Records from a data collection
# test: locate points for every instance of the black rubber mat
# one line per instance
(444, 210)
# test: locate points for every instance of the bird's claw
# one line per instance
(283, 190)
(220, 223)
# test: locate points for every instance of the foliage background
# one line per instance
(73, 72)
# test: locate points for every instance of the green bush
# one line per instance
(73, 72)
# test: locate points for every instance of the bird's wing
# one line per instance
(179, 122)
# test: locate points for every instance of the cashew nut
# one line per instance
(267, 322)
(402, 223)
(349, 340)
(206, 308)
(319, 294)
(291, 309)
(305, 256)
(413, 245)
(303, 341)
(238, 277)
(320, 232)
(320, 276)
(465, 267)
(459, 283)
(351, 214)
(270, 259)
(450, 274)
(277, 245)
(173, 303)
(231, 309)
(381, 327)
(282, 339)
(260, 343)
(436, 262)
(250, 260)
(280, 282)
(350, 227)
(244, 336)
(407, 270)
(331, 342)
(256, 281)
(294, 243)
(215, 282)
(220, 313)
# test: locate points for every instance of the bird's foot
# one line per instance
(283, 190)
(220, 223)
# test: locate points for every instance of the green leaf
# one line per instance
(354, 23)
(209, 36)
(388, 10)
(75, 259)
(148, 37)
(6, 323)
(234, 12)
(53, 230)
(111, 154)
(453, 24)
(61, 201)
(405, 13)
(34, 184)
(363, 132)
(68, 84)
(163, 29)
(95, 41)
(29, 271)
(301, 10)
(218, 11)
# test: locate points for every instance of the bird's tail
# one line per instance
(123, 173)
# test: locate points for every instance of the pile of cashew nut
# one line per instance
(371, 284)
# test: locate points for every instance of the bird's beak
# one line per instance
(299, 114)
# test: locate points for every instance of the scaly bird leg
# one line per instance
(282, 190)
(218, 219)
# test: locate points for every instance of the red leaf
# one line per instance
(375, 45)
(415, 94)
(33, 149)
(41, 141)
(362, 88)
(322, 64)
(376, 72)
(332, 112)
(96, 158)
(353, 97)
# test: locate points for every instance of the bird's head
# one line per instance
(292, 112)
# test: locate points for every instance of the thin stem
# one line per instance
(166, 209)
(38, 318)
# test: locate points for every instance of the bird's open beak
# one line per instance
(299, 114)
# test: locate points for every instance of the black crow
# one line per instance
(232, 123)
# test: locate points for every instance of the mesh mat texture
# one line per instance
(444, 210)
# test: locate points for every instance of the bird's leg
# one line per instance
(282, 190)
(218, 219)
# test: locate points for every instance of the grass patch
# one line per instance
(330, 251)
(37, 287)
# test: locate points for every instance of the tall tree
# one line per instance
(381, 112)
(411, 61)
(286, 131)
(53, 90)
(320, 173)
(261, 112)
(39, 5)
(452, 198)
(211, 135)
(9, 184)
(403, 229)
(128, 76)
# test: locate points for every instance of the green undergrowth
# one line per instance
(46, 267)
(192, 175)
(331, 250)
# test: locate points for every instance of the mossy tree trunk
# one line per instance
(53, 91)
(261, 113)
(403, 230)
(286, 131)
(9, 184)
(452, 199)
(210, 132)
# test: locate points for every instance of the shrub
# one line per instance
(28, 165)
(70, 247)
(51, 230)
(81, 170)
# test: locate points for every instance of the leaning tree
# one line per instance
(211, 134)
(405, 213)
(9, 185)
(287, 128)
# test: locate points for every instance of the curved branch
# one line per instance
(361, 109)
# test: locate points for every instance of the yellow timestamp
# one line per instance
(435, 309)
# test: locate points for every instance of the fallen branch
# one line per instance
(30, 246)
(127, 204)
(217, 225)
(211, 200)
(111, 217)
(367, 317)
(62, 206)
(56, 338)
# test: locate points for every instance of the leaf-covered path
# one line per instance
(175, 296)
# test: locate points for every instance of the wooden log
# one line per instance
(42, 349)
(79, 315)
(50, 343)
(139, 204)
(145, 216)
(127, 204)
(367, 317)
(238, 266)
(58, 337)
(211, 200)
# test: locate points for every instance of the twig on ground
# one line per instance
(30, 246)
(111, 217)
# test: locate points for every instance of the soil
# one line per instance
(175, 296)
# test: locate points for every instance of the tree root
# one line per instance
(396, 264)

Task brief ▸
Write out the entries above word for word.

Problem solution ▸
# test: locate points for every instance of the black rubber mat
# one line per instance
(444, 210)
# test: locate points for every instance of the bird's claw
# one line per instance
(283, 190)
(220, 223)
# test: locate points for every instance of the foliage background
# one line per instance
(73, 72)
# test: locate points for every instance of the green bush
# one line per instance
(73, 72)
# test: locate points for every instance of the bird's wing
# one line per instance
(179, 122)
# test: locate points for every instance of the cashew nut
# one line per instance
(267, 322)
(402, 223)
(349, 340)
(206, 308)
(319, 294)
(291, 309)
(305, 256)
(413, 245)
(303, 341)
(238, 277)
(320, 232)
(320, 276)
(465, 267)
(459, 283)
(351, 214)
(270, 259)
(450, 274)
(277, 245)
(173, 303)
(231, 309)
(381, 327)
(282, 339)
(260, 343)
(436, 262)
(250, 260)
(280, 282)
(350, 227)
(244, 336)
(407, 270)
(331, 342)
(256, 281)
(294, 243)
(215, 282)
(220, 313)
# test: locate points for every instance of the bird's foot
# one line per instance
(283, 190)
(220, 223)
# test: locate points for every instance of the green leaf
# one line per instance
(354, 23)
(209, 36)
(388, 10)
(75, 259)
(148, 37)
(6, 323)
(234, 12)
(53, 230)
(111, 154)
(453, 24)
(61, 201)
(405, 13)
(34, 184)
(363, 132)
(68, 84)
(163, 29)
(95, 41)
(29, 271)
(301, 10)
(218, 11)
# test: locate points for every instance of the bird's tail
# one line per instance
(123, 173)
# test: locate points for every instance of the pile of cashew nut
# one line per instance
(371, 284)
# test: locate points for every instance of the bird's beak
# one line per instance
(299, 114)
# test: locate points for every instance of the scaly bird leg
# one line per instance
(282, 190)
(218, 219)
# test: locate points for every instance of the red leaf
# one line per instance
(375, 45)
(415, 94)
(33, 149)
(41, 141)
(362, 88)
(322, 64)
(376, 72)
(332, 112)
(96, 158)
(353, 97)
# test: locate points for every instance of the bird's head
# one line per instance
(292, 112)
# test: locate points for every instance of the thin stem
# one line per instance
(166, 209)
(38, 318)
# test: locate points for every instance of the bird's open beak
# one line per instance
(299, 114)
# test: locate points for every instance of the black crow
# one line per instance
(232, 123)
# test: locate points for every instance of the mesh mat texture
# one line per instance
(444, 210)
# test: locate points for every instance of the bird's leg
# one line per instance
(282, 190)
(218, 219)
# test: locate points for every instance of the grass patch
# one line per instance
(330, 251)
(37, 287)
# test: locate points for every instance of the tall tree
# one line per instance
(381, 112)
(411, 61)
(286, 131)
(53, 90)
(320, 173)
(261, 112)
(39, 5)
(452, 198)
(211, 135)
(9, 184)
(403, 229)
(128, 76)
# test: locate points for every instance of the green undergrowth
# one line per instance
(46, 267)
(192, 175)
(331, 250)
# test: locate points for every instance of the mossy tree trunk
# one line per instance
(53, 91)
(261, 113)
(403, 230)
(286, 131)
(9, 184)
(452, 199)
(210, 132)
# test: locate points for every instance of the shrub
# one line per instance
(28, 165)
(70, 247)
(51, 230)
(81, 170)
# test: locate points for every instance of the leaning tree
# one line per instance
(211, 134)
(405, 213)
(9, 185)
(287, 128)
# test: locate points for every instance of the curved branch
# one line per instance
(361, 109)
# test: locate points for every instance of the yellow timestamp
# one line per instance
(435, 309)
# test: locate points for every instance of the fallen branch
# one line per instance
(30, 246)
(127, 204)
(217, 225)
(211, 200)
(111, 217)
(367, 317)
(62, 206)
(56, 338)
# test: locate points for every instance of the leaf-covered path
# one line per instance
(175, 296)
# test: locate points for every instance of the wooden log
# one line per instance
(42, 349)
(79, 315)
(50, 343)
(139, 204)
(145, 216)
(127, 204)
(367, 317)
(238, 266)
(58, 337)
(211, 200)
# test: locate points for every instance of the twig on ground
# one line per instance
(30, 246)
(111, 217)
# test: locate points for every instance of the soil
# one line per instance
(175, 296)
# test: locate points for every instance of the tree root
# one line per instance
(396, 264)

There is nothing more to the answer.